# start of Entries

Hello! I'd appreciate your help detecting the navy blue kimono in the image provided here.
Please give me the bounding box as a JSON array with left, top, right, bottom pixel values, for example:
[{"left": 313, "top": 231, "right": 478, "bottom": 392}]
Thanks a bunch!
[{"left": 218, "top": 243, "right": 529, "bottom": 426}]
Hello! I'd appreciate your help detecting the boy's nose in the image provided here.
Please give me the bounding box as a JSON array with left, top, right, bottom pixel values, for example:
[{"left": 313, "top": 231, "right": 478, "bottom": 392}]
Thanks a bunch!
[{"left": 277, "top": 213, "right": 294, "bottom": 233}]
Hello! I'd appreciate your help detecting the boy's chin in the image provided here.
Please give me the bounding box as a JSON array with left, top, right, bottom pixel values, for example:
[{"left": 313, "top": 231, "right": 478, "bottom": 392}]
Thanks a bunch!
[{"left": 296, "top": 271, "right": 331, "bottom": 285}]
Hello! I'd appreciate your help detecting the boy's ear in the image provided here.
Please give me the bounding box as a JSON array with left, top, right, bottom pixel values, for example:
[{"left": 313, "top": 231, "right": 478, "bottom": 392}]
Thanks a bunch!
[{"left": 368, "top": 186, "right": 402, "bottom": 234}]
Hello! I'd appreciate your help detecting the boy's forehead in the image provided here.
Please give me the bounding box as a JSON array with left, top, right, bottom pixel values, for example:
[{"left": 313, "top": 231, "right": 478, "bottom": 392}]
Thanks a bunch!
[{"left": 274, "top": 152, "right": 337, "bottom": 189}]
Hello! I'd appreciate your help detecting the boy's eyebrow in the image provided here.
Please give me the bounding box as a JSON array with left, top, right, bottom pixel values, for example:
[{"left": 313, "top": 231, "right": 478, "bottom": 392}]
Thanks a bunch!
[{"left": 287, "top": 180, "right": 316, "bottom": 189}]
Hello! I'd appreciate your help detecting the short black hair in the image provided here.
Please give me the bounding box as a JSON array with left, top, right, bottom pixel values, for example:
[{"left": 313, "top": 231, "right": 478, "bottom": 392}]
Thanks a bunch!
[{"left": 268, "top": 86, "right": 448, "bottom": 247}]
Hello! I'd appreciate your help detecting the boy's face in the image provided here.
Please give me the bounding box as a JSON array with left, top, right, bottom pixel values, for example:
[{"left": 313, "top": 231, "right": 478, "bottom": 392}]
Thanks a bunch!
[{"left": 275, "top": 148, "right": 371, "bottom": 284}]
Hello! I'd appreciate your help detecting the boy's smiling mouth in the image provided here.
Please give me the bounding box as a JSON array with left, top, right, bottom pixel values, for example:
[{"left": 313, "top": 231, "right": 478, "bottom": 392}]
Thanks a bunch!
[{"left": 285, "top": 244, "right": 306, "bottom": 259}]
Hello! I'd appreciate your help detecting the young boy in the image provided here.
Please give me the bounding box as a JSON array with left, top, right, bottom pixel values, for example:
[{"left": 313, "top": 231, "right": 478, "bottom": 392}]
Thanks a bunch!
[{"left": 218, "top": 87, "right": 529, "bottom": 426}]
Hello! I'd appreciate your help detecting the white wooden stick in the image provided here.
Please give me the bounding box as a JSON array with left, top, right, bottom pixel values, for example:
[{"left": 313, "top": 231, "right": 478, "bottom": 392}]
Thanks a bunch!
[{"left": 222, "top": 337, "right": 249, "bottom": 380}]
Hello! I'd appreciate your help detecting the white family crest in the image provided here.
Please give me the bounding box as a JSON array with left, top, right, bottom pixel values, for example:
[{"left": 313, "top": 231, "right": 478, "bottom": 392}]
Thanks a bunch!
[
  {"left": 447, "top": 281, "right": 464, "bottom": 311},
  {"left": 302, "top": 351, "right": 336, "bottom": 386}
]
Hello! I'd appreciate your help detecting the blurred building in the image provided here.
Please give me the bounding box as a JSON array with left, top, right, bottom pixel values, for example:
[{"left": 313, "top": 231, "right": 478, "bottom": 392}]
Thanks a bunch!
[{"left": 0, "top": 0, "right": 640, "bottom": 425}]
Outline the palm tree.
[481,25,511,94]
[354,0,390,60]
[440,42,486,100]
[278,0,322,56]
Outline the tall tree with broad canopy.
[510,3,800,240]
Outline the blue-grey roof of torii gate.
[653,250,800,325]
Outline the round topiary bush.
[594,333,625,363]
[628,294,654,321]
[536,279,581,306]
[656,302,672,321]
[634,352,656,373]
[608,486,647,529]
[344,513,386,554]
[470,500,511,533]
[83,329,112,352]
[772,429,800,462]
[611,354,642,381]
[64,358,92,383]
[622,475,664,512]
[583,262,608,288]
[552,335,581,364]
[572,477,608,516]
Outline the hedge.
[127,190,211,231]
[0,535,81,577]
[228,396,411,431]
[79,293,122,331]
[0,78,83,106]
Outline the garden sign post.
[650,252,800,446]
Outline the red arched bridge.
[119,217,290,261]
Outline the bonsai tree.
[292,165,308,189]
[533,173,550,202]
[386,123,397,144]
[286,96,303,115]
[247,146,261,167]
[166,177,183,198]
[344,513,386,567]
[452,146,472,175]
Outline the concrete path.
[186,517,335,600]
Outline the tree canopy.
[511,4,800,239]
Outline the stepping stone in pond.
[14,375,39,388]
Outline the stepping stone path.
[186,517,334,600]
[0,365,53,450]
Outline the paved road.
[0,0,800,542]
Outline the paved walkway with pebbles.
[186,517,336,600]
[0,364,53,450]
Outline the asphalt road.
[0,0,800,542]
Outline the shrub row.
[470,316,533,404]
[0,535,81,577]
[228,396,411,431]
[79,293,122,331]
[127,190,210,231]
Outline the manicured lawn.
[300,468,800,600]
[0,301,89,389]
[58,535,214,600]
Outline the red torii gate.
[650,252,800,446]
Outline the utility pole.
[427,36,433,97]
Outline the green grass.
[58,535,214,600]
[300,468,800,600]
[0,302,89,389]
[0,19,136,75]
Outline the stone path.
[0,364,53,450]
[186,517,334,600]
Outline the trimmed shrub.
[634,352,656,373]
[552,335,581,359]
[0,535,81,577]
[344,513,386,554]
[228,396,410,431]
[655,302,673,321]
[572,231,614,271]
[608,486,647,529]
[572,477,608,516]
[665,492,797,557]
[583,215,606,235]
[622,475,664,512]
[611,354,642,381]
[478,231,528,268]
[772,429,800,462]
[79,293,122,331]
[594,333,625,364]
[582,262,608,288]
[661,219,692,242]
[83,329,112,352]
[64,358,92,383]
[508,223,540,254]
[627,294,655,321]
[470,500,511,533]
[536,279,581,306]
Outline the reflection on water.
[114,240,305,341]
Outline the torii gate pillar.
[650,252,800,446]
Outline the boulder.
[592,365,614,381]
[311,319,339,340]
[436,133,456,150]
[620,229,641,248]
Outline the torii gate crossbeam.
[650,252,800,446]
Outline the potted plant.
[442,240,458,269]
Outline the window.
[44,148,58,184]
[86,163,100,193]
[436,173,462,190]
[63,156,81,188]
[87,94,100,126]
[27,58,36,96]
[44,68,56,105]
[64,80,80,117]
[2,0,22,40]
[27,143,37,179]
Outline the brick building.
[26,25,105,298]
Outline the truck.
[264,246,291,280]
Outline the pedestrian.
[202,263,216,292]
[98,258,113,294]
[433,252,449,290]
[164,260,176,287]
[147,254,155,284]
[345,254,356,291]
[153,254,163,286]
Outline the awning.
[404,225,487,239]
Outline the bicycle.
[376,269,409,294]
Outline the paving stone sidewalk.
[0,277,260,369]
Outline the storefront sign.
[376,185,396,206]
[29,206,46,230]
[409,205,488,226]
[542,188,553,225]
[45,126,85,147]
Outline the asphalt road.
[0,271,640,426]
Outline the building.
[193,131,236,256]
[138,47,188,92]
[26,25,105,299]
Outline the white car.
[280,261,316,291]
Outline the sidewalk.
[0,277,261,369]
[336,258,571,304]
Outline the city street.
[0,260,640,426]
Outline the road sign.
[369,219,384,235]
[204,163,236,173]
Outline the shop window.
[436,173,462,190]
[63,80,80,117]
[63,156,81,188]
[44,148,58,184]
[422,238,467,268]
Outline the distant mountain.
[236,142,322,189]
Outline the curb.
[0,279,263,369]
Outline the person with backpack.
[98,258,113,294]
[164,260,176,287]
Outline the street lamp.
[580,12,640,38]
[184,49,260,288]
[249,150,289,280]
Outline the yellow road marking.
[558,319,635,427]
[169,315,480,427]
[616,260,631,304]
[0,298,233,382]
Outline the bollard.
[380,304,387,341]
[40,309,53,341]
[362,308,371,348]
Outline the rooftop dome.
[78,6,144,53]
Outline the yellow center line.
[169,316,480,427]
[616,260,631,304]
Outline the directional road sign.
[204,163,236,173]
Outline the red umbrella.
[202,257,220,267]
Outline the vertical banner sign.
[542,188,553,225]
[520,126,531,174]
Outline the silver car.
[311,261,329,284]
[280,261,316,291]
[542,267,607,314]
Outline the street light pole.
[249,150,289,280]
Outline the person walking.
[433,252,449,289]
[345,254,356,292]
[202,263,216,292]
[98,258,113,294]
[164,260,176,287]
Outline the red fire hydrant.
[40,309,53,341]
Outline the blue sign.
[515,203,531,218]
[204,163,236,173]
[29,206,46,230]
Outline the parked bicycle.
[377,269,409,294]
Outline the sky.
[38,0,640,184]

# end of Entries

* [Job]
Please rewrite the lines starting with the line containing "Outline the potted plant." and going on through the line containing "[26,25,105,298]", replacing "Outline" with "Locate" and leaving all else unchanged.

* [Exercise output]
Locate the potted plant.
[442,240,458,269]
Locate the window.
[44,148,58,184]
[86,163,100,193]
[436,173,462,190]
[63,156,81,188]
[87,94,100,126]
[27,58,36,96]
[44,68,56,105]
[64,80,80,117]
[2,0,22,40]
[27,143,37,179]
Locate the brick building.
[26,25,105,298]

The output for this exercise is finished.